Problem to work on: Give back the stretch of lines from the one containing "form: [[218, 38]]." through the one containing "[[513, 133], [524, 175]]", renaming "ponytail" as "braid" and leaving everything else unchanged.

===== Excerpted data

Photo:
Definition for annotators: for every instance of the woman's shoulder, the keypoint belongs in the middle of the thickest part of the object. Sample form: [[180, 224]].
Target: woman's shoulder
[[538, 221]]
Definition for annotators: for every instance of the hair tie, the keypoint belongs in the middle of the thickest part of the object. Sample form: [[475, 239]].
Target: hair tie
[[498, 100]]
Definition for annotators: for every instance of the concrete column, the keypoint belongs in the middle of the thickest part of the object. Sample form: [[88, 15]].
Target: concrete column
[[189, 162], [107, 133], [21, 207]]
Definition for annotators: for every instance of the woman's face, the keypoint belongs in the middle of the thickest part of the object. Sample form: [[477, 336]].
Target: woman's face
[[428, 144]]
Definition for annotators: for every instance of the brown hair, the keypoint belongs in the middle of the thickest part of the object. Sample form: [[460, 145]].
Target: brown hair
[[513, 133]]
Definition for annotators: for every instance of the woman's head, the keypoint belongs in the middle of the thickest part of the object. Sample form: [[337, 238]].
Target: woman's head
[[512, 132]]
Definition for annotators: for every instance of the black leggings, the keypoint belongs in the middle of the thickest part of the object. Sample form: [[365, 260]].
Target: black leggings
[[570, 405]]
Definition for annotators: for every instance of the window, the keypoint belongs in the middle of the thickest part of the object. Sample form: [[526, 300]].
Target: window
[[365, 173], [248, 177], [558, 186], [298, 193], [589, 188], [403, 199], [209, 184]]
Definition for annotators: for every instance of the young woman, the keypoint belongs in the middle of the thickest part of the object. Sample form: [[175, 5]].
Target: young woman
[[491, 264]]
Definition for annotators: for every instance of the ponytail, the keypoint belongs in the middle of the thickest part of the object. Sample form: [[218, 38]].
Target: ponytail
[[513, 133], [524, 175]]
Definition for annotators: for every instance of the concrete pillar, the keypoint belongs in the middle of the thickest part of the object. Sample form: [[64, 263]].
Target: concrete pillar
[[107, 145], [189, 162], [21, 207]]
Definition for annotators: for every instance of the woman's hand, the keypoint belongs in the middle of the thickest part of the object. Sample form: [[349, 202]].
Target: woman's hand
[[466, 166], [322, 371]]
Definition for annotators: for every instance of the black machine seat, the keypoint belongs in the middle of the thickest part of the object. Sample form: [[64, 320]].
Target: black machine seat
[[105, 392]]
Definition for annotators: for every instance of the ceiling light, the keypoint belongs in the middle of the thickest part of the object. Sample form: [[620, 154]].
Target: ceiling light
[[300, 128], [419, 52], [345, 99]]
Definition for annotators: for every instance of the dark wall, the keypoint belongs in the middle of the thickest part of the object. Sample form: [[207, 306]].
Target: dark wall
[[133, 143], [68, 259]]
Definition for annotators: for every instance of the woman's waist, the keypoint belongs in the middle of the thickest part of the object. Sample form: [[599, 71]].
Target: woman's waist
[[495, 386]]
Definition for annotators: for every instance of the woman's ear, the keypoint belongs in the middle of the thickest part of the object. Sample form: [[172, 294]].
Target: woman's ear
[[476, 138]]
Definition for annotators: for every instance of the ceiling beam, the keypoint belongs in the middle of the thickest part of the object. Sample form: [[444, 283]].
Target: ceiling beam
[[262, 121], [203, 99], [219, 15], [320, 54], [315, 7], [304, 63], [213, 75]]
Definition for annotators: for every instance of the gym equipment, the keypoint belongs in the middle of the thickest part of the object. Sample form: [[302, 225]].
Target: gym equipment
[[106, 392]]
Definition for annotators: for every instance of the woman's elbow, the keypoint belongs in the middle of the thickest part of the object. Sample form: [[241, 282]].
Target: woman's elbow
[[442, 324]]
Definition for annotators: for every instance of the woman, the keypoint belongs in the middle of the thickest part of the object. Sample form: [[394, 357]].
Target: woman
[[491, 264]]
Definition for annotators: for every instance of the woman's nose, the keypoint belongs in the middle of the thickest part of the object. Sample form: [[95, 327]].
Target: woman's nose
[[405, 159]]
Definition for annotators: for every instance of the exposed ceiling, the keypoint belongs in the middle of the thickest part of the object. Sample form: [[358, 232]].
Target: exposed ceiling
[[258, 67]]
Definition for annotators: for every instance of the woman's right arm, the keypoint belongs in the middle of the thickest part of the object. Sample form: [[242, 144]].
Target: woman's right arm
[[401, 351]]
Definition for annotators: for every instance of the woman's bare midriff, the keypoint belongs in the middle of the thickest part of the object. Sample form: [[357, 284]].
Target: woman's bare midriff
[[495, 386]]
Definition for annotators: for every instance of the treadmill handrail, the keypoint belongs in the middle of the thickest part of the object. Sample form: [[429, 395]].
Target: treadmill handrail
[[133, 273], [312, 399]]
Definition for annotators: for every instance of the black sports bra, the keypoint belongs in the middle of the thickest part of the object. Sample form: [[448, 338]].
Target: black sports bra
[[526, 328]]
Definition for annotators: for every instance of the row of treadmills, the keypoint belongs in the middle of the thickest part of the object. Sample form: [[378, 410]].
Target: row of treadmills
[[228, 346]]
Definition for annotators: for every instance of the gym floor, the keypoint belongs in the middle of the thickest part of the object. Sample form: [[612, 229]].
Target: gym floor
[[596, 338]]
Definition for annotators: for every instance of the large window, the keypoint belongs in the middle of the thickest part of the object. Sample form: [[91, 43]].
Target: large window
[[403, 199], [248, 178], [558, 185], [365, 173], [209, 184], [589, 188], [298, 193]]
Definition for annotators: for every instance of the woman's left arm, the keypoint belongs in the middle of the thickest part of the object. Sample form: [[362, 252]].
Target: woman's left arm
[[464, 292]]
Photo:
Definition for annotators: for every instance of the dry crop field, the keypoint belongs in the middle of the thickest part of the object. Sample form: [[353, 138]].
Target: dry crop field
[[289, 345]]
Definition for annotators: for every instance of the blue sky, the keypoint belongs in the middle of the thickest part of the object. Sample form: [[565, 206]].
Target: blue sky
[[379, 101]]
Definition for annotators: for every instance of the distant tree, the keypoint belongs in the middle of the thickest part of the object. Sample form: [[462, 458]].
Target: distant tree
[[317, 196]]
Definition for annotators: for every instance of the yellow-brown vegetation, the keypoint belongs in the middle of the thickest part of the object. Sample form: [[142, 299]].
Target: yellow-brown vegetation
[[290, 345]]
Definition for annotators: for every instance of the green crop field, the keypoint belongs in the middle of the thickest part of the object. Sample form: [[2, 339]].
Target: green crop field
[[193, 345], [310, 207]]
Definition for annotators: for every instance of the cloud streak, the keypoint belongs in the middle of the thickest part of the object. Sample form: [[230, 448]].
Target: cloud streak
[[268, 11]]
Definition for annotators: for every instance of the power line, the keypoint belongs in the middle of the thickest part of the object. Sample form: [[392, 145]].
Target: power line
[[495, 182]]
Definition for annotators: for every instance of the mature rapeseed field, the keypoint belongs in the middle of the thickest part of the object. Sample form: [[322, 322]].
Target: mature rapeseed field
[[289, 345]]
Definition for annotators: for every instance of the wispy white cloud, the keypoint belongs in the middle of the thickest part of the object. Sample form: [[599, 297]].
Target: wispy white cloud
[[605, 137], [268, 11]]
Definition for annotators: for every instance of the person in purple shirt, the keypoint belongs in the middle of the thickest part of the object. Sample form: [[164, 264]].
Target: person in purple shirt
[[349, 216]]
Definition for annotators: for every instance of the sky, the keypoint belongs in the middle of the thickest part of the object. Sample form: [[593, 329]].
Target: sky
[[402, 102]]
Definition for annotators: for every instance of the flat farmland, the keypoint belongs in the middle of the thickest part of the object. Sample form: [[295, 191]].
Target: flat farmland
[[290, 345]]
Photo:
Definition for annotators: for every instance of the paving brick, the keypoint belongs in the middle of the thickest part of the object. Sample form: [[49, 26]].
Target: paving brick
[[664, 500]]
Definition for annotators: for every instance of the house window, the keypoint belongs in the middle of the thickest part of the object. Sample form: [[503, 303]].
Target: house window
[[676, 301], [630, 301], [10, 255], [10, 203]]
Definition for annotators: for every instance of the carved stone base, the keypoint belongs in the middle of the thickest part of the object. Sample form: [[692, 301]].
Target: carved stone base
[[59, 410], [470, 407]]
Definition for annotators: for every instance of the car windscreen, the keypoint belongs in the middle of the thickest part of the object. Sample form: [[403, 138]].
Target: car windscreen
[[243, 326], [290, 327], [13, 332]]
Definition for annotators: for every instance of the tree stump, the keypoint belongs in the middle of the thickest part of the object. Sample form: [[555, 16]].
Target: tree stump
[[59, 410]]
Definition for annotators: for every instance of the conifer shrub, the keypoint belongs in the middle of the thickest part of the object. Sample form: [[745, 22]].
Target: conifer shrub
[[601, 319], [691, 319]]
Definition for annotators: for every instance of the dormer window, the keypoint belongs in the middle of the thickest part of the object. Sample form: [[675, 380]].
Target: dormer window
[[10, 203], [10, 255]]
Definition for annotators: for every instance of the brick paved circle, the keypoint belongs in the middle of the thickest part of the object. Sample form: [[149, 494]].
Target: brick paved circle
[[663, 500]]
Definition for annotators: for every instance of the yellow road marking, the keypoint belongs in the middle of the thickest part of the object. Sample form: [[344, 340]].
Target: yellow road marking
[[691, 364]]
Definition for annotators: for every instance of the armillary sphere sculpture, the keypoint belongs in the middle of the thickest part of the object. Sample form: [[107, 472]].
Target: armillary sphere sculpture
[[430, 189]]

==========

Completed task:
Definition for annotators: for every instance of the braid, the keypoint belongs in the middle of the thickest part of the object. Sample form: [[218, 38]].
Target: braid
[[513, 133], [524, 175]]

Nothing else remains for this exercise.